What to produce: Retype exactly the lines from the one with "Identify each instance of the white baseboard" down to the final line of the material below, both included, and nothing more.

Data listing:
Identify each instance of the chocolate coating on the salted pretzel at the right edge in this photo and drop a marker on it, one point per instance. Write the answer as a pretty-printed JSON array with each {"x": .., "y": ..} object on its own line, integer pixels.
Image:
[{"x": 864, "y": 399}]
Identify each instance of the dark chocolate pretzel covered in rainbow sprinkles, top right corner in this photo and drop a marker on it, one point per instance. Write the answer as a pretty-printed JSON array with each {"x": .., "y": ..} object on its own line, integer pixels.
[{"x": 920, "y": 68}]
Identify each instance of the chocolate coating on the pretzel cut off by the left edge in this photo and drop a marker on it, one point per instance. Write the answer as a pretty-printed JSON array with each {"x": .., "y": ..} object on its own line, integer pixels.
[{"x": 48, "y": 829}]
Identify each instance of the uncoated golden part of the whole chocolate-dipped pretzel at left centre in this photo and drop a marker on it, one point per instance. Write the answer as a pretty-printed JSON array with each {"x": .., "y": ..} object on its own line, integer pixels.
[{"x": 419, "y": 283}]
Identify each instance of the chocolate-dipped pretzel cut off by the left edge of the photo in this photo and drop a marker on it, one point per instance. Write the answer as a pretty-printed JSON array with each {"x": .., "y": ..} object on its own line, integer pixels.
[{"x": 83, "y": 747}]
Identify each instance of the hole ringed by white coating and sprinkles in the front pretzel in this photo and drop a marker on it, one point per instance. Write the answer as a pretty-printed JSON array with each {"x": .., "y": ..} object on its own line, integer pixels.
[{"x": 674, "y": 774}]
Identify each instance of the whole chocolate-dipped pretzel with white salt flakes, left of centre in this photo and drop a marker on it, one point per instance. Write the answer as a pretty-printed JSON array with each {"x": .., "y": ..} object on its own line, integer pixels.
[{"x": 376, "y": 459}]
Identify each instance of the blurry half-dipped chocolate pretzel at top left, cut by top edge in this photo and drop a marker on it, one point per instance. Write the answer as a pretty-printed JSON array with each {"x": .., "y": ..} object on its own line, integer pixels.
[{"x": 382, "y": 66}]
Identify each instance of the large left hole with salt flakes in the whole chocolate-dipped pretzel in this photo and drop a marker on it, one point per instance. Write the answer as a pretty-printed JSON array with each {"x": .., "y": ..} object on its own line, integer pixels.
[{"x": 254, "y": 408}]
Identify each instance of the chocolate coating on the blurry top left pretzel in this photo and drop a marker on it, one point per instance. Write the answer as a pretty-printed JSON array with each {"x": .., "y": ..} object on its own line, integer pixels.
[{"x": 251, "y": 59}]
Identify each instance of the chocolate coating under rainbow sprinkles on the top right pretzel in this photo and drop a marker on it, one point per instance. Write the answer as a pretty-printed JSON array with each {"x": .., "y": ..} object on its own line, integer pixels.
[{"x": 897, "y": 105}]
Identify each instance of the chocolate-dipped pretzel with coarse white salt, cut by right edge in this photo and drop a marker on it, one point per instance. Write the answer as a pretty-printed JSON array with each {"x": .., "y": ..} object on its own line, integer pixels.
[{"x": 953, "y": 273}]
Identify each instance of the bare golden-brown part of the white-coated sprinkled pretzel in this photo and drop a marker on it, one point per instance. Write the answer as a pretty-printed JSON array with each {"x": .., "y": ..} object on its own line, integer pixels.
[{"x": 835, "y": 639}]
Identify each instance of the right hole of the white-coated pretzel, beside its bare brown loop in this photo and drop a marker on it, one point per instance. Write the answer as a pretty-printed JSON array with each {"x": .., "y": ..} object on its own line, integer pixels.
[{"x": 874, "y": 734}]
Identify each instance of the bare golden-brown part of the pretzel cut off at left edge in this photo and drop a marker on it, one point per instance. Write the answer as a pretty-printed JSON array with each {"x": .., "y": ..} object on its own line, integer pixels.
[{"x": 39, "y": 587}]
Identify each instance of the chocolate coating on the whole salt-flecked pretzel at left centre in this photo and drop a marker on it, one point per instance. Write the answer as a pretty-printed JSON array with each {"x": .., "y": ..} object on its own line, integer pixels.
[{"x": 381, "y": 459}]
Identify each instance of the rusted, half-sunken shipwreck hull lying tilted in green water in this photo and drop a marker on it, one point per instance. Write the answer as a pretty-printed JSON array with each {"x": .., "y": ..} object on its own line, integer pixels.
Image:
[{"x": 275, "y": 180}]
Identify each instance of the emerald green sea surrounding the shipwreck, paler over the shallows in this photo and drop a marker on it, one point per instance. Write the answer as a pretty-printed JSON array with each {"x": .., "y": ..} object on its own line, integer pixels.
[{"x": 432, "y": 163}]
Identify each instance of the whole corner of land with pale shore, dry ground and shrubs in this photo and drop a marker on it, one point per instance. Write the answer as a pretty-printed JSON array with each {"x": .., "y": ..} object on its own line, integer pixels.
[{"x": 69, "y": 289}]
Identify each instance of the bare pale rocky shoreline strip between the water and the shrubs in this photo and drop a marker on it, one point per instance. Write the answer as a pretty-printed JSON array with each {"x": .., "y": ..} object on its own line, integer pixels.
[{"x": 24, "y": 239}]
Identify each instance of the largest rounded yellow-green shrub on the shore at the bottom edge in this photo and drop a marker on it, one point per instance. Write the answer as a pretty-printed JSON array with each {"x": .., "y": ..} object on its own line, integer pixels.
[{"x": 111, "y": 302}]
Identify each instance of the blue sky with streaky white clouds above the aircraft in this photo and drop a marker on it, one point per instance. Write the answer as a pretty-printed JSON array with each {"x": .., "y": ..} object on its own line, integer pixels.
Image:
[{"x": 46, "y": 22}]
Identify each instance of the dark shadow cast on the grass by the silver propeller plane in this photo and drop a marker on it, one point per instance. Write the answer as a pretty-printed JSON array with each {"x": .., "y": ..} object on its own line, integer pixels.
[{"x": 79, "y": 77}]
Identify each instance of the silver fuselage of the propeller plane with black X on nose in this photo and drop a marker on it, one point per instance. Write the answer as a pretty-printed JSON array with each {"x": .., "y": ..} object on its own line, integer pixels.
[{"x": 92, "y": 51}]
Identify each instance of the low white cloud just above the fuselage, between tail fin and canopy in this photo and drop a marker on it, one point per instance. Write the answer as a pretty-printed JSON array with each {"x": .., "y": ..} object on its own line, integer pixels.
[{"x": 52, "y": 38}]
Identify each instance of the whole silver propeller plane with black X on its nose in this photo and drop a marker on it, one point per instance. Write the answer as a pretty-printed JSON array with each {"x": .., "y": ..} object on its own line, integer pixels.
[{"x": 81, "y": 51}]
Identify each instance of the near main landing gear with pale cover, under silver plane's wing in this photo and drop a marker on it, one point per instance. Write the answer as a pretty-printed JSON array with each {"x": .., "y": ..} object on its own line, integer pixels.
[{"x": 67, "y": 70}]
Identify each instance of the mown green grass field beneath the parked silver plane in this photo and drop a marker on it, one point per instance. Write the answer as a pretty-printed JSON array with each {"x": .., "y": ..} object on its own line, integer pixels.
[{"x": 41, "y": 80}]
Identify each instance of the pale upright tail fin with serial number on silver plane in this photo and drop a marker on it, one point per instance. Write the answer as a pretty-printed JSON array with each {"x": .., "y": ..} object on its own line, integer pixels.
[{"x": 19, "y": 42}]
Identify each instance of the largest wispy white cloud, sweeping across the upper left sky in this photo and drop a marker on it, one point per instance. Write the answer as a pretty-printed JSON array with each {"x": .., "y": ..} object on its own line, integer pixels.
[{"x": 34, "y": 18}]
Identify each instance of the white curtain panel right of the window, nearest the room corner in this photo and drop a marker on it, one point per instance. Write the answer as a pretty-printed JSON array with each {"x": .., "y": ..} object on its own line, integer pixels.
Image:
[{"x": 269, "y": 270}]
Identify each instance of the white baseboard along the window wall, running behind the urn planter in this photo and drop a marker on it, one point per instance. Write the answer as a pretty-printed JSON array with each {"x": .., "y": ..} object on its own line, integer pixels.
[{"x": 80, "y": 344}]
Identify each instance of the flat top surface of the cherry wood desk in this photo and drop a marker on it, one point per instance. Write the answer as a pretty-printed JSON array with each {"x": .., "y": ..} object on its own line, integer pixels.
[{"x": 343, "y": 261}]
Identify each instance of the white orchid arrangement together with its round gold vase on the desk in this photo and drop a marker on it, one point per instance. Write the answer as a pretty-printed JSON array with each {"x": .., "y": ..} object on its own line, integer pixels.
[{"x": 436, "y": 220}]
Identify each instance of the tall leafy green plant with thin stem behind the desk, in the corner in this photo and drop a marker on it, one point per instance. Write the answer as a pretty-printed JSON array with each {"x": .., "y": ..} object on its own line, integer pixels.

Task output:
Identify each instance of the white baseboard along the window wall, running behind the urn planter in this photo and drop a marker on it, one point per instance. Write the answer as a pretty-printed JSON array with each {"x": .., "y": ..} object on its own line, integer pixels.
[{"x": 80, "y": 344}]
Identify each instance of the flat top surface of the cherry wood desk in this photo and drop a marker on it, one point per instance. Write the answer as a pretty-printed JSON array with each {"x": .., "y": ..} object on its own line, integer pixels.
[{"x": 343, "y": 261}]
Identify each instance of the white orchid arrangement together with its round gold vase on the desk in this photo and drop a marker on it, one point per instance. Write the answer as a pretty-printed JSON array with each {"x": .., "y": ..} object on its own line, integer pixels.
[{"x": 436, "y": 220}]
Identify each instance of the tall leafy green plant with thin stem behind the desk, in the corner in this photo and drop a marker on it, one point per instance. Write the answer as a pretty-printed JSON array with each {"x": .., "y": ..} object on its own line, integer pixels.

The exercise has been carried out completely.